(TASK REQUIREMENTS)
Please repeat, exactly as they stand, the line containing "I need you to locate the small" and the lines after it through the final line of the listing below, minus pictures.

(TASK DATA)
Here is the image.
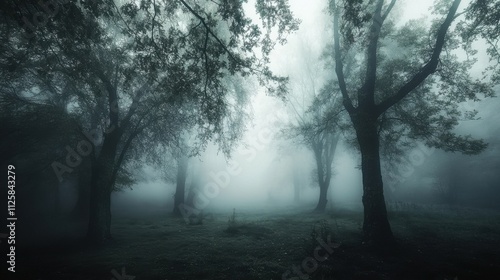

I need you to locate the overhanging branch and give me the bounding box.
[178,0,237,62]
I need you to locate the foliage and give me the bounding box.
[0,0,300,187]
[459,0,500,84]
[304,219,335,254]
[328,0,494,163]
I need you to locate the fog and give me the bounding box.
[104,0,499,218]
[2,0,500,279]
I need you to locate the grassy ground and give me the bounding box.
[12,204,500,280]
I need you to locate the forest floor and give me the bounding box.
[12,204,500,280]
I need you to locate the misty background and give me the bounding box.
[1,0,499,279]
[95,0,500,217]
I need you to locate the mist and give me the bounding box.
[1,0,499,279]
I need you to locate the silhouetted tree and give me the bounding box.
[1,0,299,244]
[330,0,493,246]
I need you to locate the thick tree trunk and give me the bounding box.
[87,131,120,244]
[71,179,91,220]
[314,181,329,212]
[173,156,188,216]
[71,159,91,220]
[355,119,395,247]
[54,183,60,216]
[87,163,114,243]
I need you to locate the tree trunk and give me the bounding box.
[86,131,120,244]
[314,181,329,212]
[355,118,395,247]
[292,168,300,203]
[71,159,91,220]
[54,183,60,216]
[71,178,91,220]
[185,182,198,208]
[173,156,188,216]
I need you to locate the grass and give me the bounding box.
[13,205,500,279]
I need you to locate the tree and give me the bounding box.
[459,0,500,84]
[173,155,188,215]
[330,0,493,246]
[1,0,299,244]
[170,135,192,217]
[277,35,346,212]
[291,155,303,203]
[283,80,343,212]
[310,128,340,212]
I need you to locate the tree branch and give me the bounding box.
[381,0,397,22]
[360,0,385,107]
[110,129,140,189]
[375,0,461,116]
[332,0,355,114]
[121,82,154,130]
[93,59,120,128]
[178,0,237,62]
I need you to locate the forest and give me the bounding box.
[1,0,499,279]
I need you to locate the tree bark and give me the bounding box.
[314,181,329,212]
[173,156,188,216]
[86,130,121,244]
[71,159,91,220]
[54,183,60,216]
[354,116,395,246]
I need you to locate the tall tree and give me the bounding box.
[1,0,299,244]
[330,0,493,246]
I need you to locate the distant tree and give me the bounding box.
[283,80,344,212]
[173,155,189,215]
[170,135,192,217]
[330,0,494,246]
[291,155,303,203]
[279,36,347,212]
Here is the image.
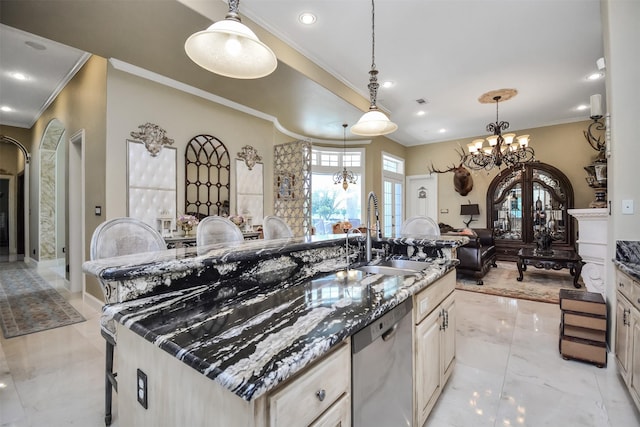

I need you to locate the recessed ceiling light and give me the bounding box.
[587,72,604,80]
[439,128,446,133]
[577,104,589,111]
[10,72,28,81]
[299,12,316,25]
[1,106,14,112]
[416,111,426,116]
[382,81,394,88]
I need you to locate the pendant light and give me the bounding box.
[184,0,277,79]
[333,124,358,190]
[351,0,398,136]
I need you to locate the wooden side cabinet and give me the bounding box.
[413,270,456,427]
[615,270,640,411]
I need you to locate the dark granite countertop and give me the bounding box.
[104,258,457,402]
[614,240,640,281]
[613,260,640,282]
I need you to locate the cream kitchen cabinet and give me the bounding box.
[413,269,456,427]
[117,326,351,427]
[268,341,351,427]
[615,269,640,411]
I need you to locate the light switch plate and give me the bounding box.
[622,199,634,215]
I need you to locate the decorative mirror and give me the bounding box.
[185,135,230,218]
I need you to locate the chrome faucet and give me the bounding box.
[366,191,382,262]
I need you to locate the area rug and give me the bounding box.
[456,261,585,304]
[0,262,85,338]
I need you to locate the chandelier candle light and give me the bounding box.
[463,89,535,171]
[334,124,358,190]
[351,0,398,136]
[184,0,277,79]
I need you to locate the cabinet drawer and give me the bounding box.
[617,271,635,301]
[309,394,350,427]
[269,342,350,427]
[563,312,607,331]
[414,270,455,324]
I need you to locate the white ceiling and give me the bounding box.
[0,0,606,147]
[0,25,89,129]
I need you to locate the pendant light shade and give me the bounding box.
[184,1,277,79]
[351,108,398,136]
[351,0,397,137]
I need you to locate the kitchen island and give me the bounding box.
[83,234,467,426]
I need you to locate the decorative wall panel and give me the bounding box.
[236,159,263,225]
[273,140,312,237]
[127,140,177,231]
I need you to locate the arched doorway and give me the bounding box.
[0,134,31,262]
[38,119,66,274]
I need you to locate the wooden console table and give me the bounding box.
[517,248,583,288]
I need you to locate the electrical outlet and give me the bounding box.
[137,369,148,409]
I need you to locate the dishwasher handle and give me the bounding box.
[381,323,398,341]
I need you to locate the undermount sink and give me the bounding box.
[355,259,429,276]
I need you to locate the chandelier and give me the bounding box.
[334,124,358,190]
[463,91,535,171]
[350,0,398,136]
[184,0,277,79]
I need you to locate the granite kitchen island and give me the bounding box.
[83,234,467,426]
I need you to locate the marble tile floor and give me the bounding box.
[1,264,638,427]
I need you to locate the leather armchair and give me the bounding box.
[454,228,497,285]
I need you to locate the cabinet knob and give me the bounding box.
[316,389,326,402]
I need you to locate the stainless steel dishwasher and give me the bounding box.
[352,298,413,427]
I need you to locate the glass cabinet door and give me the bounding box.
[491,169,524,241]
[531,167,568,245]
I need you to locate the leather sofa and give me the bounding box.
[451,228,497,285]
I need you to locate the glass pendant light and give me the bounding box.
[351,0,398,136]
[184,0,277,79]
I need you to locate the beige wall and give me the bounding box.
[406,120,597,228]
[30,55,107,298]
[105,64,277,224]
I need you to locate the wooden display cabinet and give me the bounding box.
[486,162,575,261]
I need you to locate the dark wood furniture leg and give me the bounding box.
[572,261,583,288]
[104,337,117,426]
[517,257,524,281]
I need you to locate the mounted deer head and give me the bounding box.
[428,149,474,196]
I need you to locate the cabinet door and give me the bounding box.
[441,293,456,385]
[615,294,632,383]
[630,310,640,405]
[415,307,443,426]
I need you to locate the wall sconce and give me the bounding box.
[460,202,480,228]
[130,123,174,157]
[584,94,606,157]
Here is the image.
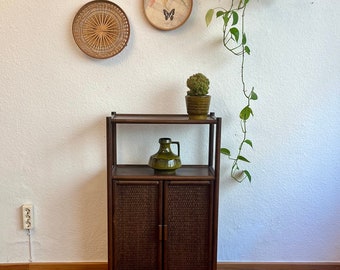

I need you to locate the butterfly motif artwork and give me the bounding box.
[144,0,193,30]
[163,9,175,20]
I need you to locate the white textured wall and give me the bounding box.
[1,0,339,263]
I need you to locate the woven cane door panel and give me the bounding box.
[113,181,161,270]
[165,182,212,270]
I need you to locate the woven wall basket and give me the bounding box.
[72,0,130,59]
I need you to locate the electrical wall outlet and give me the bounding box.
[22,204,33,229]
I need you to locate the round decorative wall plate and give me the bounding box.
[144,0,193,31]
[72,0,130,59]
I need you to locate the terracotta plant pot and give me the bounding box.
[185,95,211,120]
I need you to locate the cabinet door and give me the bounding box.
[163,181,213,270]
[113,181,162,270]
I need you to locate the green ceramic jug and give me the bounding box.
[148,138,182,174]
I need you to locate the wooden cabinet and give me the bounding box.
[107,113,221,270]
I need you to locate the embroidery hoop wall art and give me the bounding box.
[144,0,193,31]
[72,0,130,59]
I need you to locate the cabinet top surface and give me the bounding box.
[108,112,220,124]
[111,165,215,180]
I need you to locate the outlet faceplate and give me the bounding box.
[22,204,33,229]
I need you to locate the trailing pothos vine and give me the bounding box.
[206,0,258,182]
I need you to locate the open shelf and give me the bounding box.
[112,165,215,180]
[110,112,219,124]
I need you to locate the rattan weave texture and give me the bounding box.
[115,183,159,269]
[166,183,210,270]
[72,0,130,59]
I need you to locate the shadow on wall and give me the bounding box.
[36,116,108,260]
[67,117,108,260]
[77,170,107,261]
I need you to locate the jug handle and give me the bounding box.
[171,141,180,157]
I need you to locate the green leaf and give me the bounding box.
[216,10,225,18]
[230,27,240,42]
[245,45,250,55]
[205,9,214,26]
[221,148,231,156]
[242,33,247,45]
[237,155,250,163]
[245,0,250,4]
[231,11,239,26]
[239,106,253,120]
[250,89,258,100]
[243,170,252,182]
[223,13,230,25]
[244,139,253,148]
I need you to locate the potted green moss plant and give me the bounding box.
[185,73,211,120]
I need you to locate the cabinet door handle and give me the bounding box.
[158,225,163,241]
[163,225,168,241]
[158,225,168,241]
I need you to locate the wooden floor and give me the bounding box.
[218,262,340,270]
[0,262,339,270]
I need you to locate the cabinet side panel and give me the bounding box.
[113,182,160,270]
[165,182,212,270]
[107,117,113,269]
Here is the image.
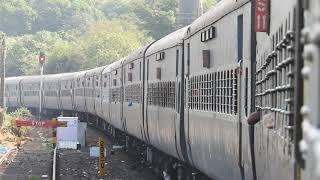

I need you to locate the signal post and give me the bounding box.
[38,52,46,120]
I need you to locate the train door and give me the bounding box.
[122,64,126,131]
[235,11,256,180]
[110,66,123,130]
[236,13,245,170]
[175,43,188,162]
[71,80,75,111]
[183,38,193,165]
[101,71,111,123]
[93,73,97,115]
[143,58,150,143]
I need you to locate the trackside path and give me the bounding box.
[57,127,160,180]
[0,128,53,180]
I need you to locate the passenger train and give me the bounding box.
[4,0,320,179]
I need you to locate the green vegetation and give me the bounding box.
[76,20,152,69]
[2,0,178,76]
[203,0,217,13]
[2,108,32,136]
[2,0,216,76]
[29,176,39,180]
[101,0,178,39]
[0,0,103,36]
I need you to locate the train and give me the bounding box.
[4,0,319,179]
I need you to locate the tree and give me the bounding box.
[44,39,82,74]
[6,31,75,76]
[100,0,178,39]
[202,0,217,13]
[0,0,37,35]
[77,20,152,69]
[3,0,160,76]
[30,0,105,33]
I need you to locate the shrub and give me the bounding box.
[2,108,32,136]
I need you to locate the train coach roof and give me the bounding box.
[186,0,249,38]
[85,66,107,76]
[59,72,78,80]
[104,58,124,73]
[43,73,73,81]
[74,71,87,78]
[146,27,187,56]
[123,45,151,64]
[20,75,44,83]
[5,76,26,84]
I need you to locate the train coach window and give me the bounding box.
[128,62,134,69]
[232,69,238,114]
[156,68,161,80]
[147,59,149,81]
[201,31,207,42]
[156,52,165,61]
[201,26,216,42]
[139,61,142,81]
[203,31,207,41]
[104,82,107,88]
[125,84,141,103]
[128,73,133,82]
[245,68,248,116]
[176,50,179,77]
[210,69,238,114]
[209,26,216,40]
[111,87,121,102]
[161,52,165,60]
[202,50,210,68]
[113,79,117,86]
[237,15,243,62]
[147,81,175,108]
[188,73,214,111]
[187,43,190,75]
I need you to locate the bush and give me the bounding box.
[2,108,32,136]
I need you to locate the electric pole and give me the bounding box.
[0,33,6,126]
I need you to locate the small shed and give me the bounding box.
[57,117,87,149]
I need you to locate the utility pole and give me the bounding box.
[0,33,6,127]
[38,51,46,120]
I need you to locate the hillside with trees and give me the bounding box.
[1,0,215,76]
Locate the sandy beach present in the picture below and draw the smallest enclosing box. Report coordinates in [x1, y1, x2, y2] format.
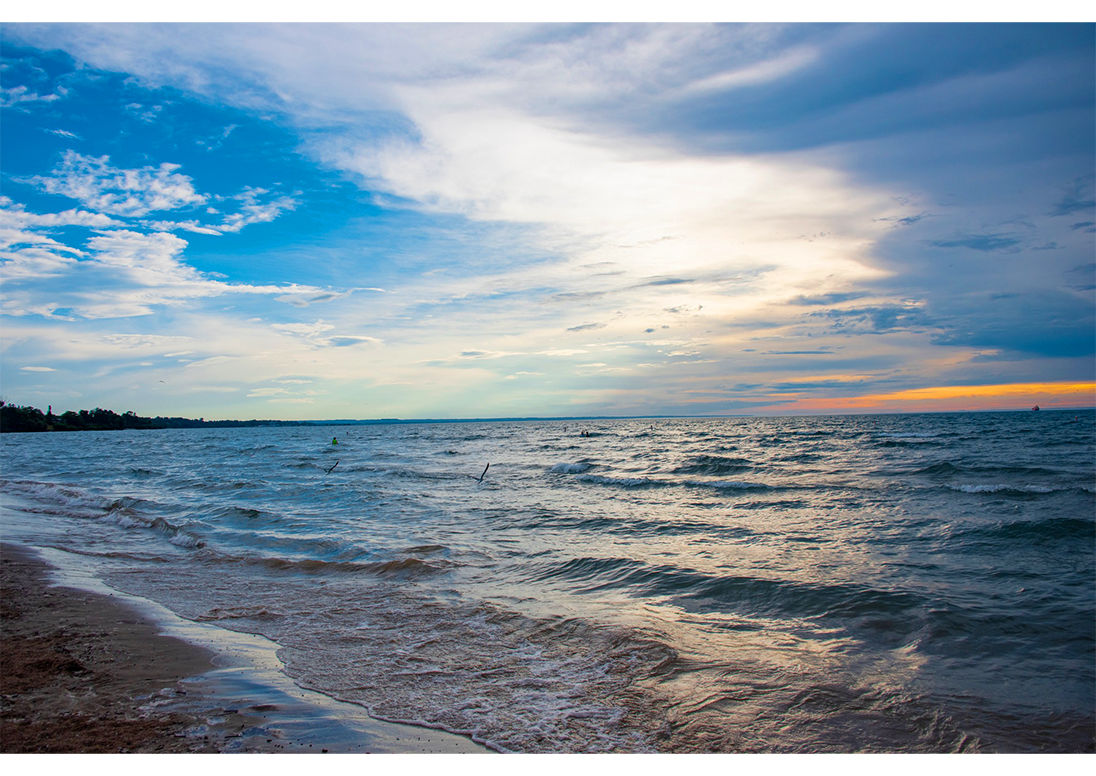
[0, 541, 489, 754]
[1, 542, 223, 752]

(SOLUTION)
I need you to locate the small shed and give me the bounding box.
[57,117,87,149]
I need you to locate the utility pole and give me the bounding box.
[0,33,6,127]
[38,51,46,120]
I need you to locate the hillside with trees and give me the bounding box.
[1,0,215,76]
Locate the sandy beach present in the picture below and draw the smallest enclosing box. Report coordinates in [x1, y1, x2, y2] format.
[0, 541, 489, 754]
[1, 542, 223, 752]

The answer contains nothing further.